Listing –
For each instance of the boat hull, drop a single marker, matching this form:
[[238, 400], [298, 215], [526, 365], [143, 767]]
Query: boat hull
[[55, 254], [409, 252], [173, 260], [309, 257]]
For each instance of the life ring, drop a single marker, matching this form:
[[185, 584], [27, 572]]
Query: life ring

* * *

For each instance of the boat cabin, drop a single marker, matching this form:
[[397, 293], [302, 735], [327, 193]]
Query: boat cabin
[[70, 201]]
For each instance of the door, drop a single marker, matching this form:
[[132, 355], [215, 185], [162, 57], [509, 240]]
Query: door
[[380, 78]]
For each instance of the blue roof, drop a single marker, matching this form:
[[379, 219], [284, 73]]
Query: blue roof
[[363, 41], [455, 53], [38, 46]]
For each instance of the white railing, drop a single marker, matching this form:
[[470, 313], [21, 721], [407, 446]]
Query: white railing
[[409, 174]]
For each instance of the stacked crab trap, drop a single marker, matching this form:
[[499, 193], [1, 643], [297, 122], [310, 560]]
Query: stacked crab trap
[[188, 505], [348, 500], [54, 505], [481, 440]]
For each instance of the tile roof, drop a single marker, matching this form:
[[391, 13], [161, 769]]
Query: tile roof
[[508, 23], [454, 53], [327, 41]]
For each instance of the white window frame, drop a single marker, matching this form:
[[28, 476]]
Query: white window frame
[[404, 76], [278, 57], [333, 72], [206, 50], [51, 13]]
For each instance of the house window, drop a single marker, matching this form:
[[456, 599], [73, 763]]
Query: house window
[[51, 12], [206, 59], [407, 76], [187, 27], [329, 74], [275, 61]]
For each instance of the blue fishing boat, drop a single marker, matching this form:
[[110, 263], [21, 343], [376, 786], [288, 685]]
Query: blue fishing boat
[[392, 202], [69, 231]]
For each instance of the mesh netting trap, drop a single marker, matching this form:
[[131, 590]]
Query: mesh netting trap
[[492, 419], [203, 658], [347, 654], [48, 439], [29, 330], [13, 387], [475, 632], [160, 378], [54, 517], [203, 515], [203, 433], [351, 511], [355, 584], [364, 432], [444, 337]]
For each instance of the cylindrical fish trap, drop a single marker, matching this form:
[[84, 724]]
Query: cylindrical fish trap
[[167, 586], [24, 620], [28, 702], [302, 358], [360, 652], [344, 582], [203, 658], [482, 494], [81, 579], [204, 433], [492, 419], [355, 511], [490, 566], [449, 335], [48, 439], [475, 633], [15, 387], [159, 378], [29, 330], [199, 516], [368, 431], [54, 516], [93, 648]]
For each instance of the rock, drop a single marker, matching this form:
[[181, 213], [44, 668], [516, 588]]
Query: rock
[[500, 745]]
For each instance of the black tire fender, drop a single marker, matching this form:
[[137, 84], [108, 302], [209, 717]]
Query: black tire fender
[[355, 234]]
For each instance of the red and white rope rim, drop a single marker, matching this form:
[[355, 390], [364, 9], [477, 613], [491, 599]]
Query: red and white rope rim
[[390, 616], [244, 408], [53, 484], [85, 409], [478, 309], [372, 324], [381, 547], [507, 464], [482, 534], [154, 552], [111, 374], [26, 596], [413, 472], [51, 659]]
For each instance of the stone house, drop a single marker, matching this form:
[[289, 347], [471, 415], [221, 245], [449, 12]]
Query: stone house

* * *

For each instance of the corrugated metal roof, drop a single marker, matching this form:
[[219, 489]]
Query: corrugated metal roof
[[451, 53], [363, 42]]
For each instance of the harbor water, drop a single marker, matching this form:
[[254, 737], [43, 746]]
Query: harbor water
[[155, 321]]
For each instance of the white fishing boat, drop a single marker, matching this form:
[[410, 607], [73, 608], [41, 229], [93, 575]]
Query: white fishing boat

Prompt – Express the material from the line containing "For each instance of the boat hull, drop" through the line containing "Query: life ring", both included, as a numbered list with blank lines omitted.

Result of this task –
1. For each instance of the boat hull, drop a single marker, matching this form:
2. [[238, 400], [298, 215], [526, 365], [143, 767]]
3. Query: boat hull
4. [[55, 254], [409, 252], [173, 260], [309, 257]]
5. For each instance of the life ring, drop a single marker, matching this form:
6. [[185, 584], [27, 572]]
7. Query: life ring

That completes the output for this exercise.